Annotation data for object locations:

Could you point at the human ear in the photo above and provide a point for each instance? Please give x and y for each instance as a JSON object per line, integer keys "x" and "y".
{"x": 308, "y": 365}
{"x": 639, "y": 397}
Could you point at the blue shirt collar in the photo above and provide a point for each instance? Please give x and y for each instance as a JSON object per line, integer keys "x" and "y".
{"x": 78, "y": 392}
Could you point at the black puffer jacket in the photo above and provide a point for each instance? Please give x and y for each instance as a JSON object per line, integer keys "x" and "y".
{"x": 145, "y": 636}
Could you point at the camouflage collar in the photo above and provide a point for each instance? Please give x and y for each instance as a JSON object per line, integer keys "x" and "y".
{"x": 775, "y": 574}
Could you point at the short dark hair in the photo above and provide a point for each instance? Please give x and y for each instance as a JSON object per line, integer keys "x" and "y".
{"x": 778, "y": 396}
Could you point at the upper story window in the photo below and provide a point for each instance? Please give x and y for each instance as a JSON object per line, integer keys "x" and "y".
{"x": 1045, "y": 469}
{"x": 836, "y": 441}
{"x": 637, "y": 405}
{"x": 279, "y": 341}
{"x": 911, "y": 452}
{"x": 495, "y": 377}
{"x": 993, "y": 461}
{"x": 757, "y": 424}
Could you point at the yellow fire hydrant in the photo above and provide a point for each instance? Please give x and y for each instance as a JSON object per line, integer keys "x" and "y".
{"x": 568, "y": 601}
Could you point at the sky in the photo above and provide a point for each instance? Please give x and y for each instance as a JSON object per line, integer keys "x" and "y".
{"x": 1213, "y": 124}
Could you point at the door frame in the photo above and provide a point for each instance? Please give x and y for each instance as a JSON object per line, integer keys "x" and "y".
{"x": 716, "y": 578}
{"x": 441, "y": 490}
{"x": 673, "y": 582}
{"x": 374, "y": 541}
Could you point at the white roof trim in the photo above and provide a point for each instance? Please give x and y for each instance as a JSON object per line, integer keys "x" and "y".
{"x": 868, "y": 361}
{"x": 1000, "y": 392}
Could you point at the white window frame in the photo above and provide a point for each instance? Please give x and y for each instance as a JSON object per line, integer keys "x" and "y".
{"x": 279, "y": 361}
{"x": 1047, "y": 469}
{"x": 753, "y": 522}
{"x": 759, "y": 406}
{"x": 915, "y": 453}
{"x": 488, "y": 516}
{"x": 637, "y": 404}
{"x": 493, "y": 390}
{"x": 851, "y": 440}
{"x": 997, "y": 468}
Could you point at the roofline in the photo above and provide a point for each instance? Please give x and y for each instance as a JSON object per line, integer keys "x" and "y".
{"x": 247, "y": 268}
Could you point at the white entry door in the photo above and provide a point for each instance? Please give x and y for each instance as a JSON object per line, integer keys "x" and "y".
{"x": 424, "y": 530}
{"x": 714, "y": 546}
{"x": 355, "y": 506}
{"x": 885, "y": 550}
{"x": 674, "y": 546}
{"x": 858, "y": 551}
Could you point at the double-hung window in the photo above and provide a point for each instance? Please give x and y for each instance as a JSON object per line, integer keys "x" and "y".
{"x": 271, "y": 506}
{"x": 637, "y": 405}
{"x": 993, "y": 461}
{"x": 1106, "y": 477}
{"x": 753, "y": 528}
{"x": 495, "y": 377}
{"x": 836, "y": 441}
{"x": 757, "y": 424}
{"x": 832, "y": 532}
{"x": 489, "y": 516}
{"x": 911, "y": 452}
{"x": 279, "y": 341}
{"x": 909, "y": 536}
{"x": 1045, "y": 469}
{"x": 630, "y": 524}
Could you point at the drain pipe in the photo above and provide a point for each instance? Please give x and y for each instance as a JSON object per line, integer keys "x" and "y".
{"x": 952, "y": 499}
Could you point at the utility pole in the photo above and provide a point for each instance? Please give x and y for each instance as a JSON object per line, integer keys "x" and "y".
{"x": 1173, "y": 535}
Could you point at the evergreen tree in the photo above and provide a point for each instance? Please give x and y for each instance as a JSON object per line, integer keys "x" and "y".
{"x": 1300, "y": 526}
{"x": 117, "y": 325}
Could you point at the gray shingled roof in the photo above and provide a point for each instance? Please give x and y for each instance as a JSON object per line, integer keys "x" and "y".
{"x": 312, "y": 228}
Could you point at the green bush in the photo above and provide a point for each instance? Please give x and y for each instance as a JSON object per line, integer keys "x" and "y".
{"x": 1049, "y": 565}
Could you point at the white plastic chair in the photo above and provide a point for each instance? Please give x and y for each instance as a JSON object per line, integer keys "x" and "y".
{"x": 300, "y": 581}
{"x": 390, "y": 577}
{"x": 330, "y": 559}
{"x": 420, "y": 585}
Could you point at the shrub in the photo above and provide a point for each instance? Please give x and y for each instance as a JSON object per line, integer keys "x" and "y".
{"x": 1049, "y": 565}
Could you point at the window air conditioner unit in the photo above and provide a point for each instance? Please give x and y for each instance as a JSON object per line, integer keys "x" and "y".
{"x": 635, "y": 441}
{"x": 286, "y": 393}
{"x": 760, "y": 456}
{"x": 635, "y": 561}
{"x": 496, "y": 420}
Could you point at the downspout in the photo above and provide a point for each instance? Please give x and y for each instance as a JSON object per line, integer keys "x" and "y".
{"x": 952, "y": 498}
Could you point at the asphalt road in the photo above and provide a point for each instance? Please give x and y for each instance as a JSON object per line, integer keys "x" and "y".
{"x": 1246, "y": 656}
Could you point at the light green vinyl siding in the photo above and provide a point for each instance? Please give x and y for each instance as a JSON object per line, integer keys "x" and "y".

→ **THE EXERCISE**:
Repeat all of the records above word for word, keeping them in their original order.

→ **CORRECT RESPONSE**:
Could you point at the human ear in the photo above and provide a point for each instance? Please give x and y for each instance as a JSON object per line, integer keys "x" and "y".
{"x": 308, "y": 365}
{"x": 639, "y": 397}
Could you point at the blue shirt collar in the photo above and provide a point for each instance? Please give x and y for each instance as a JSON object per line, integer keys "x" and "y".
{"x": 78, "y": 392}
Could you point at the black puffer jacket in the photo above and provide a point for each instance? Please give x and y for each instance as a JSON object per line, integer keys "x" and "y".
{"x": 145, "y": 636}
Could you point at the camouflage collar in the photo above and provide a point for each instance? Please give x and y for each instance as a JSON object per line, integer keys "x" and "y".
{"x": 775, "y": 574}
Could you point at the short dark hair in the photo above and provide a point for each instance? Please give x and y for each instance as a JSON object per line, integer keys "x" and "y".
{"x": 778, "y": 396}
Could you point at the upper story window in the photo below and provide a point for each instance? Please give x and y for each instance as a JSON object per line, integer keys "x" and "y".
{"x": 1045, "y": 469}
{"x": 836, "y": 441}
{"x": 637, "y": 405}
{"x": 279, "y": 341}
{"x": 911, "y": 452}
{"x": 495, "y": 377}
{"x": 993, "y": 461}
{"x": 757, "y": 424}
Could you point at the yellow fire hydrant in the photo above and provide a point for each instance? Please give x and y for each instance as a JSON object per line, integer keys "x" and "y".
{"x": 568, "y": 601}
Could you point at the sky in the photo above and provide a point for each instance? Please give x and y for each instance as a JSON object per line, integer keys "x" and "y".
{"x": 1213, "y": 124}
Could you point at the door frame in the photo above and provide a point for each instance? Please give x and y for each instance as a JSON object per line, integer keys "x" and "y".
{"x": 716, "y": 578}
{"x": 441, "y": 490}
{"x": 673, "y": 582}
{"x": 374, "y": 541}
Could you point at the white roof trim in the photo above and provide a point for each instance? Please give x and y for each instance as a JSON object per line, integer keys "x" and "y".
{"x": 868, "y": 361}
{"x": 1000, "y": 392}
Could you point at the white window frame in the photo above and provide a point for each instance? Please give x and y for each instance as a JSON object per line, integer keys "x" and "y".
{"x": 279, "y": 361}
{"x": 1047, "y": 469}
{"x": 753, "y": 522}
{"x": 759, "y": 406}
{"x": 915, "y": 453}
{"x": 488, "y": 516}
{"x": 637, "y": 404}
{"x": 493, "y": 390}
{"x": 851, "y": 440}
{"x": 997, "y": 468}
Could you point at the roofline in the photo above and provide a point for each instance? Please give x and y for each instance as a JSON object per line, integer keys "x" and "y".
{"x": 247, "y": 268}
Could you point at the white entry door in the photo above and provide a point for each instance? Please give x and y for each instance as a JSON object per line, integer keys "x" and "y".
{"x": 424, "y": 530}
{"x": 714, "y": 546}
{"x": 355, "y": 506}
{"x": 885, "y": 550}
{"x": 674, "y": 546}
{"x": 858, "y": 551}
Could you point at the double-hung window in the photo above and provide a point for each instance? Please give x and y for each instance as a JSON object per line, integer keys "x" and "y".
{"x": 271, "y": 506}
{"x": 637, "y": 405}
{"x": 993, "y": 461}
{"x": 1106, "y": 477}
{"x": 753, "y": 528}
{"x": 495, "y": 377}
{"x": 836, "y": 441}
{"x": 757, "y": 424}
{"x": 832, "y": 532}
{"x": 489, "y": 516}
{"x": 911, "y": 452}
{"x": 279, "y": 341}
{"x": 909, "y": 536}
{"x": 1045, "y": 469}
{"x": 630, "y": 524}
Could you point at the drain pipe in the photo above and provide a point for each instance? Please give x and y for each instance as a JSON object per line, integer keys "x" and "y".
{"x": 952, "y": 499}
Could you point at the utility pole in the photo above and provide a point for each instance? Please give x and y for each instance as a JSON object per line, integer keys "x" and "y".
{"x": 1173, "y": 535}
Could you point at the evergreen tree in the photo above and provide a point for each instance? Please give x and y for each instance as a JSON object per line, integer keys "x" and "y".
{"x": 1300, "y": 526}
{"x": 117, "y": 325}
Could you point at the gray shingled roof in the photo above and provide a point for each instance? Please give x and y for each instance as a JSON object per line, integer keys "x" and "y".
{"x": 312, "y": 228}
Could you point at the green bush in the photo above and provide a point for each instance? Please give x and y for each instance as a JSON object per line, integer keys "x" and "y".
{"x": 1049, "y": 565}
Could you point at the white plastic chair in the photo above and provide a point for each instance? Please give x and y for each instance as a JSON object per line, integer keys "x" and "y".
{"x": 300, "y": 581}
{"x": 390, "y": 577}
{"x": 330, "y": 559}
{"x": 420, "y": 585}
Could you point at the shrub in the photo above and provide a point for each instance? Please give x and y for each instance as a JSON object per line, integer keys "x" and "y".
{"x": 1049, "y": 565}
Could you point at the window air conditioner unit in the photo above and provide a point for each instance? Please give x and y for each instance as a JSON object per line, integer keys "x" and "y".
{"x": 635, "y": 441}
{"x": 286, "y": 393}
{"x": 760, "y": 456}
{"x": 635, "y": 561}
{"x": 496, "y": 420}
Could you point at the downspout in the photo above and provide a point for each instance? Please give x and y for each instance as a JSON object per line, integer keys "x" and "y".
{"x": 952, "y": 498}
Could you point at the asphalt road in the photo above and provide a point for each instance? Please give x and y for each instance as a JSON object per line, integer keys "x" and "y".
{"x": 1246, "y": 656}
Could you point at the light green vinyl siding in the photo above and provide a point for each instance? Please give x and y for each instance as a JSON object per line, integer keys "x" and "y".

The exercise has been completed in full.